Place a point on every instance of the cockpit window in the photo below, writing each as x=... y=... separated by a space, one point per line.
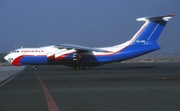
x=16 y=51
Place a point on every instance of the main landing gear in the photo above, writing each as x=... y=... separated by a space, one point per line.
x=35 y=68
x=79 y=67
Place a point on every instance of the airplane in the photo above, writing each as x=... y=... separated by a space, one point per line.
x=143 y=42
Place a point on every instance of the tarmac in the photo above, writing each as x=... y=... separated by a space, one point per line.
x=9 y=72
x=113 y=87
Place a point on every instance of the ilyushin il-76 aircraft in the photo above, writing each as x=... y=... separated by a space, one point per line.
x=143 y=42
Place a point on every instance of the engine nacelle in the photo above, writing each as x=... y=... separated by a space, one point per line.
x=76 y=56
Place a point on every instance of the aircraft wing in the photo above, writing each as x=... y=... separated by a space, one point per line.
x=79 y=48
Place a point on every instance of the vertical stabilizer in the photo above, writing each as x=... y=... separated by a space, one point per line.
x=151 y=30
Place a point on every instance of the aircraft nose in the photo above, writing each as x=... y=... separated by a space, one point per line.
x=6 y=57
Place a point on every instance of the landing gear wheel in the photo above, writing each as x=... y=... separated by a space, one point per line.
x=86 y=67
x=77 y=67
x=35 y=68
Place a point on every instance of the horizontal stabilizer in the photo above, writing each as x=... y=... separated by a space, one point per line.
x=165 y=18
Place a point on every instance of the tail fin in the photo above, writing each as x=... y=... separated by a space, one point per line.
x=151 y=30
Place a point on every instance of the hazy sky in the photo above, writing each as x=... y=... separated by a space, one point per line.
x=94 y=23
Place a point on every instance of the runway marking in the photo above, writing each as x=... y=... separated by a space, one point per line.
x=50 y=101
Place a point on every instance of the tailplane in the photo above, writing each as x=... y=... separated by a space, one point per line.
x=151 y=30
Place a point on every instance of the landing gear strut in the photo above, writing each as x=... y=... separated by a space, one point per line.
x=79 y=67
x=35 y=68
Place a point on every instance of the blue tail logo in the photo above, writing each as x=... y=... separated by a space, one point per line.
x=151 y=30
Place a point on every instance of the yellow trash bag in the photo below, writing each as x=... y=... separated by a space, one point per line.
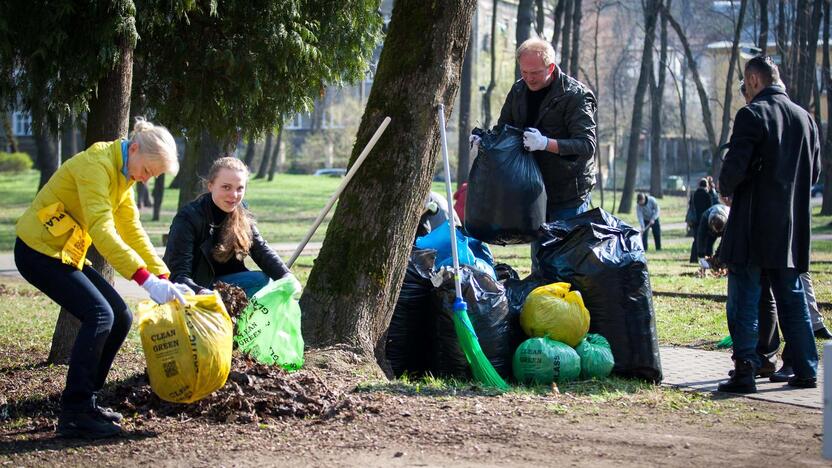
x=187 y=347
x=555 y=311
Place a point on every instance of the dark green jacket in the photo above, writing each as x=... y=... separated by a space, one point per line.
x=567 y=114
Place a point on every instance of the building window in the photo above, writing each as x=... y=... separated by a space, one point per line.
x=22 y=123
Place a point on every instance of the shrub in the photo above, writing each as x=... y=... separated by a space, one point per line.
x=15 y=162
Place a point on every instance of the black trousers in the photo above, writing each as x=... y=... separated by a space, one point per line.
x=105 y=319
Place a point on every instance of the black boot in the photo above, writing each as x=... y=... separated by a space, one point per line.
x=783 y=375
x=742 y=381
x=822 y=333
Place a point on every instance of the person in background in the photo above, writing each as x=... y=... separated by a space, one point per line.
x=647 y=211
x=90 y=200
x=772 y=162
x=700 y=202
x=211 y=236
x=557 y=113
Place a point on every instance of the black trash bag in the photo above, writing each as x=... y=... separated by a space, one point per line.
x=488 y=311
x=516 y=292
x=603 y=258
x=409 y=341
x=506 y=201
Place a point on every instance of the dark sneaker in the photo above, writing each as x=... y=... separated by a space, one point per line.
x=86 y=425
x=807 y=382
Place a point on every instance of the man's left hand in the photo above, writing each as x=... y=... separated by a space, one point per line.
x=533 y=140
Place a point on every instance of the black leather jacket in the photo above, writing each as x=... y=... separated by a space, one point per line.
x=567 y=114
x=190 y=244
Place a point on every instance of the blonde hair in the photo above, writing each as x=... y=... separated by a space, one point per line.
x=156 y=143
x=235 y=237
x=539 y=47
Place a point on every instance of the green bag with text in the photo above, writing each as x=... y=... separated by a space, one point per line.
x=269 y=328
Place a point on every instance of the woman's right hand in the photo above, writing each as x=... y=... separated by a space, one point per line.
x=162 y=291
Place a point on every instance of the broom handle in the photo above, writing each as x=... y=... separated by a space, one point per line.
x=340 y=189
x=444 y=139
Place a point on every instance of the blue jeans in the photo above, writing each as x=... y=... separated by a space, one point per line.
x=250 y=281
x=557 y=215
x=105 y=319
x=742 y=310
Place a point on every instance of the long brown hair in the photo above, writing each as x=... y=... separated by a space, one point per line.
x=235 y=237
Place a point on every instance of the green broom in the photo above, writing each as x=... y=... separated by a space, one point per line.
x=480 y=365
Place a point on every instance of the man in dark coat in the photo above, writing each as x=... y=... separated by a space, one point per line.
x=767 y=175
x=557 y=113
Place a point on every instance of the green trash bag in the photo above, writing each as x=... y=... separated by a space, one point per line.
x=269 y=328
x=543 y=361
x=596 y=356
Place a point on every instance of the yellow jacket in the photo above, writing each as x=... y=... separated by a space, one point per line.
x=95 y=193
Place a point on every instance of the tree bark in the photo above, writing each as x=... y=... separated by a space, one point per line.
x=826 y=208
x=353 y=287
x=575 y=56
x=249 y=157
x=656 y=101
x=565 y=50
x=762 y=40
x=107 y=120
x=700 y=88
x=716 y=159
x=267 y=152
x=558 y=20
x=464 y=111
x=523 y=30
x=486 y=97
x=275 y=154
x=651 y=9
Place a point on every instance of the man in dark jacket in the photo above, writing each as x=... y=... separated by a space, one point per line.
x=557 y=113
x=768 y=172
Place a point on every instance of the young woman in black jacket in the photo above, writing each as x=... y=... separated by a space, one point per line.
x=211 y=236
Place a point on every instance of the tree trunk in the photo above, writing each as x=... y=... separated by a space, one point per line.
x=567 y=37
x=249 y=157
x=11 y=140
x=558 y=20
x=540 y=14
x=575 y=56
x=200 y=152
x=486 y=97
x=700 y=88
x=353 y=287
x=826 y=208
x=716 y=158
x=47 y=152
x=275 y=154
x=267 y=152
x=651 y=8
x=158 y=196
x=523 y=30
x=762 y=40
x=107 y=120
x=656 y=102
x=464 y=111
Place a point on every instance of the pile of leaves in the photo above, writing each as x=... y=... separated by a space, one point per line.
x=233 y=297
x=253 y=392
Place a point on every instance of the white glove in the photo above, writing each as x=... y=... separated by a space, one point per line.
x=474 y=141
x=534 y=141
x=162 y=291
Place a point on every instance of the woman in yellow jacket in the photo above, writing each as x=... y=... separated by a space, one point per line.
x=90 y=201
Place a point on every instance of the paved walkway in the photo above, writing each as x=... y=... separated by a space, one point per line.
x=702 y=371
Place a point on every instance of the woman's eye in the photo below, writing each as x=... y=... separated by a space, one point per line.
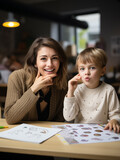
x=43 y=59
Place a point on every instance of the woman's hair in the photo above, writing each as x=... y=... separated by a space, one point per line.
x=92 y=55
x=61 y=80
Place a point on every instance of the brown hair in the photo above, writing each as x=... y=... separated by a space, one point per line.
x=60 y=81
x=96 y=55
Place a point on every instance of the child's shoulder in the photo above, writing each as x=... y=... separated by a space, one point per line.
x=107 y=86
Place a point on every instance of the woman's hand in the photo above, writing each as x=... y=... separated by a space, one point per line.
x=72 y=85
x=113 y=124
x=42 y=82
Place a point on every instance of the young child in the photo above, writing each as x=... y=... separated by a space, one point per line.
x=92 y=101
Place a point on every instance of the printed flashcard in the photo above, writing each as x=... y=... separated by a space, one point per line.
x=85 y=133
x=29 y=133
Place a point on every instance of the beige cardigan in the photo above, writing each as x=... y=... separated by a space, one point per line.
x=21 y=101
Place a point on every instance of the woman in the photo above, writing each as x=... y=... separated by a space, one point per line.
x=36 y=92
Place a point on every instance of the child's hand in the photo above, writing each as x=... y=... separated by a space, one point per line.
x=113 y=124
x=72 y=85
x=42 y=82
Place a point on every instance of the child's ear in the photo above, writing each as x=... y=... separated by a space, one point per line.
x=103 y=71
x=35 y=66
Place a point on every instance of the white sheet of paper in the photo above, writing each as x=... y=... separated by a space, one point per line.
x=29 y=133
x=86 y=133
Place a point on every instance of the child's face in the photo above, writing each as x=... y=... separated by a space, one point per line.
x=90 y=74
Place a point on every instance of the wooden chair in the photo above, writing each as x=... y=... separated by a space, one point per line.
x=3 y=91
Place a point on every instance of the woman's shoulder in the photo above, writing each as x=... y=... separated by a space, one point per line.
x=106 y=85
x=19 y=73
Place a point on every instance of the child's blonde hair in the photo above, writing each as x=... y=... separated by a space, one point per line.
x=92 y=55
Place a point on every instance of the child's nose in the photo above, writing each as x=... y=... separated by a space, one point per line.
x=49 y=62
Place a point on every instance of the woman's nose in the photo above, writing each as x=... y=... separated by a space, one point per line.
x=49 y=62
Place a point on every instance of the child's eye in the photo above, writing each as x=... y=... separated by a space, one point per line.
x=92 y=68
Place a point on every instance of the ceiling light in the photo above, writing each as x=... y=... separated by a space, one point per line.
x=11 y=22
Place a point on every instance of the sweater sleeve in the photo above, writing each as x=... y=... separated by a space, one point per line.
x=70 y=109
x=18 y=100
x=114 y=106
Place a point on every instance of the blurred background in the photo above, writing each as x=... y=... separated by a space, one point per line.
x=76 y=24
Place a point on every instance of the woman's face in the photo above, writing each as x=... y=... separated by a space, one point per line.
x=47 y=61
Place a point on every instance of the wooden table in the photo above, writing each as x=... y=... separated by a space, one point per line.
x=54 y=147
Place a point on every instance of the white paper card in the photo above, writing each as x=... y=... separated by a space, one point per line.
x=29 y=133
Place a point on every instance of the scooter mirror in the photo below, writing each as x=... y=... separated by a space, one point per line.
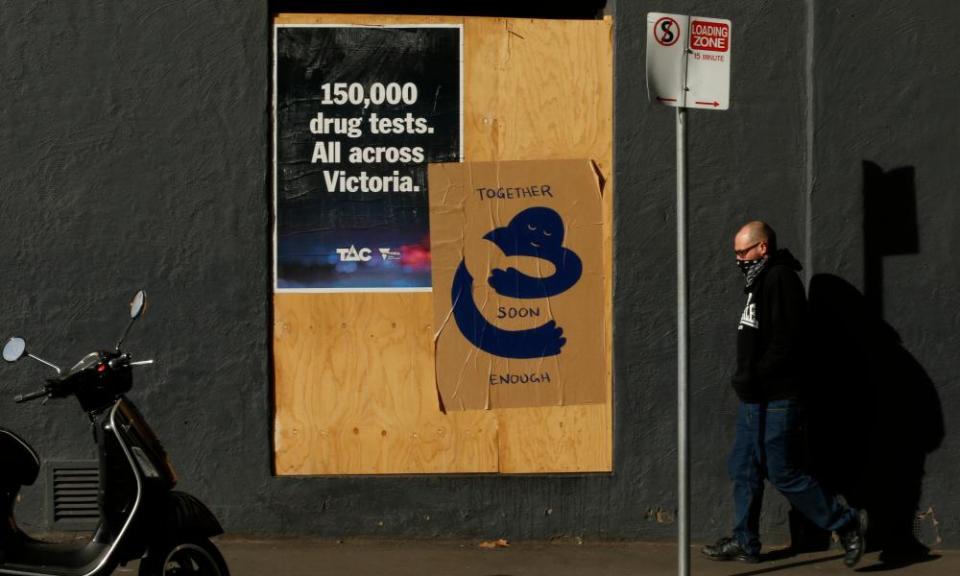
x=136 y=305
x=14 y=348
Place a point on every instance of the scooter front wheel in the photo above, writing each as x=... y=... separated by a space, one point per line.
x=187 y=557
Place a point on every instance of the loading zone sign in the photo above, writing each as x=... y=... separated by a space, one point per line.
x=688 y=61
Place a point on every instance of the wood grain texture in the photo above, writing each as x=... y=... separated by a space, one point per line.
x=354 y=381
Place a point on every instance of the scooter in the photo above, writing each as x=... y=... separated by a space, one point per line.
x=141 y=516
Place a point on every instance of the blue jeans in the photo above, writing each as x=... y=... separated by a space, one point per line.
x=766 y=447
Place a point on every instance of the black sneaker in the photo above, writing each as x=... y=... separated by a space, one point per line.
x=853 y=539
x=728 y=549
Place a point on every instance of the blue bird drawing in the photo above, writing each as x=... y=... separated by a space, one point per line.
x=536 y=232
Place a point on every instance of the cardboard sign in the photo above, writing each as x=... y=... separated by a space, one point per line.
x=688 y=61
x=517 y=283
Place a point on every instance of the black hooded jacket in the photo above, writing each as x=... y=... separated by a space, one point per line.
x=770 y=336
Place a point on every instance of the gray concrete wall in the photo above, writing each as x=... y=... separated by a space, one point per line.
x=134 y=153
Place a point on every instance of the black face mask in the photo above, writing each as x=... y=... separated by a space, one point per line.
x=751 y=269
x=747 y=265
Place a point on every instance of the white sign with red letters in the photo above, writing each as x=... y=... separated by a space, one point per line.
x=688 y=61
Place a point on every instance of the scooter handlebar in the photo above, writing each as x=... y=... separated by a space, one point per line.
x=19 y=398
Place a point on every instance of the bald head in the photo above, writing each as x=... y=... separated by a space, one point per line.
x=755 y=239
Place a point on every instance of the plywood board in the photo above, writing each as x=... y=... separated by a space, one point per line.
x=354 y=384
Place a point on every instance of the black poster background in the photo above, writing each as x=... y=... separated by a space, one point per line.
x=382 y=237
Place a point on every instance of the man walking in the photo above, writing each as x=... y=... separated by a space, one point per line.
x=768 y=381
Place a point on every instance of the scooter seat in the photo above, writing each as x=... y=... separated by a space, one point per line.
x=19 y=464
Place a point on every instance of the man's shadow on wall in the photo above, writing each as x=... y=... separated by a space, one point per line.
x=873 y=412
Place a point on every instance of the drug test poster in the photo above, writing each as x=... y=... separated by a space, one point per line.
x=359 y=112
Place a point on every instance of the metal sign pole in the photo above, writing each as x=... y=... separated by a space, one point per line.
x=683 y=472
x=688 y=65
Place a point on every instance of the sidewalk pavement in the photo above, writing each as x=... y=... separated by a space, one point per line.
x=252 y=556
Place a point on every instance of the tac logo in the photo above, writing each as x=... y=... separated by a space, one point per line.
x=352 y=254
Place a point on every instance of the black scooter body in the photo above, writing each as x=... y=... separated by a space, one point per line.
x=139 y=510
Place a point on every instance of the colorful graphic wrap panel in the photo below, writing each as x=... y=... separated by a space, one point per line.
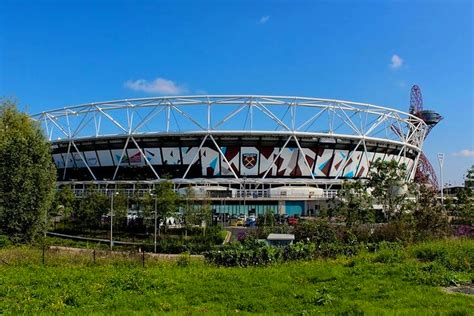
x=171 y=156
x=267 y=155
x=340 y=158
x=105 y=158
x=58 y=160
x=352 y=164
x=91 y=158
x=210 y=162
x=249 y=157
x=153 y=155
x=310 y=155
x=232 y=156
x=188 y=153
x=324 y=162
x=244 y=161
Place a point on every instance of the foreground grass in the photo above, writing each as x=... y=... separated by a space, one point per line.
x=393 y=281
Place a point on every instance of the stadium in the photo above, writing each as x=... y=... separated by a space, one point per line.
x=245 y=154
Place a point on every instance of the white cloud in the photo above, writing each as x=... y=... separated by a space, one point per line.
x=159 y=86
x=396 y=62
x=264 y=19
x=464 y=153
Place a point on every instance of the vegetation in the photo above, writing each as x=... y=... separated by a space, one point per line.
x=27 y=175
x=393 y=280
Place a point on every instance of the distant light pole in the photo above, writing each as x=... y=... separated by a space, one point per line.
x=441 y=161
x=112 y=219
x=156 y=218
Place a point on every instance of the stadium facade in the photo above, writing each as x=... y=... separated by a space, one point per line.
x=243 y=153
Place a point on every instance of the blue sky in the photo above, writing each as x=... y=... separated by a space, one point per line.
x=59 y=53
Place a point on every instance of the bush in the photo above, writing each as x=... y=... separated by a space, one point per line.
x=259 y=253
x=300 y=251
x=4 y=241
x=184 y=259
x=453 y=255
x=319 y=231
x=390 y=253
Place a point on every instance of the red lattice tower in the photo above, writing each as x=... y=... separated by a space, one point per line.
x=425 y=172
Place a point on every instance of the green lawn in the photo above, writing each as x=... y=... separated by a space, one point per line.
x=389 y=282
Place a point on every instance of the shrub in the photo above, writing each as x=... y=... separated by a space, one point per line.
x=390 y=253
x=4 y=241
x=300 y=251
x=319 y=231
x=183 y=259
x=453 y=255
x=243 y=256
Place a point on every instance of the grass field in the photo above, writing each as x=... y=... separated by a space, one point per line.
x=392 y=281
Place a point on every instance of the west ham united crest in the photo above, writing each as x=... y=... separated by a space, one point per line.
x=249 y=160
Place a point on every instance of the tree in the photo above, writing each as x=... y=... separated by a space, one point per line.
x=92 y=206
x=429 y=217
x=469 y=178
x=167 y=200
x=389 y=187
x=27 y=175
x=356 y=203
x=63 y=203
x=189 y=210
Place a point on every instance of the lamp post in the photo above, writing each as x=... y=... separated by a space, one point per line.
x=155 y=219
x=441 y=161
x=112 y=219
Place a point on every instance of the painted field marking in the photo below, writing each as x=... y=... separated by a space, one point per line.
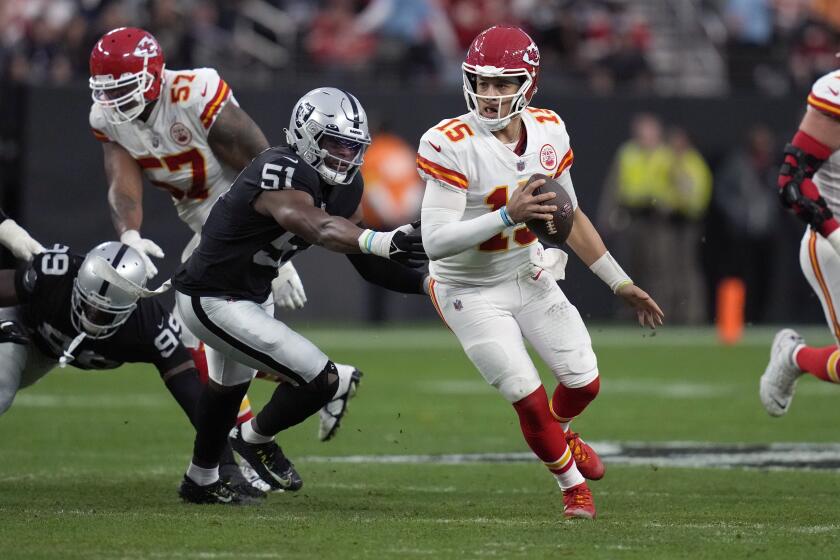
x=775 y=456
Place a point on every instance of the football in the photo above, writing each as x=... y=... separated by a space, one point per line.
x=555 y=231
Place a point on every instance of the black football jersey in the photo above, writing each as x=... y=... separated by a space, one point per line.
x=44 y=288
x=240 y=249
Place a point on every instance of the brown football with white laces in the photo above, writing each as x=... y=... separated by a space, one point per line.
x=555 y=231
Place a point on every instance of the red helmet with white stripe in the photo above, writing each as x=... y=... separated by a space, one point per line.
x=126 y=72
x=501 y=52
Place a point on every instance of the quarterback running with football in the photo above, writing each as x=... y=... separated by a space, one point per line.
x=287 y=199
x=489 y=283
x=17 y=240
x=809 y=185
x=185 y=132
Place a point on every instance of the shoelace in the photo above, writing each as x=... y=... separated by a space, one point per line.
x=580 y=497
x=573 y=440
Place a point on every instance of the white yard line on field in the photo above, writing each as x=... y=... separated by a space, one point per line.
x=785 y=456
--
* GOAL OF THE EXERCISE
Extract exactly the lines between the line containing "Place a point on every instance of the brown football" and the end of the data, including both.

* SOLUTION
Place a point on every instance of the brown football with white laces in the photo above, writing each as x=... y=... separated by a space, one point per line.
x=555 y=231
Place a point on every instance of the red helmet with white stripe in the photo above, writing each as x=... y=... separated by a space, one point per line.
x=126 y=72
x=501 y=52
Place a point on every instance of the quarterback running with football in the photo above, writing each as x=... y=... separated by a space, one point per line.
x=287 y=199
x=489 y=283
x=17 y=240
x=809 y=185
x=185 y=132
Place a point on every instance of the shoelace in the photo above, writing each as x=... y=... separated by a space, one point per line.
x=580 y=497
x=573 y=440
Place a point on every instance of the white yard line on field in the photo above, writing each as x=... y=... separated by a space, one point per line.
x=785 y=456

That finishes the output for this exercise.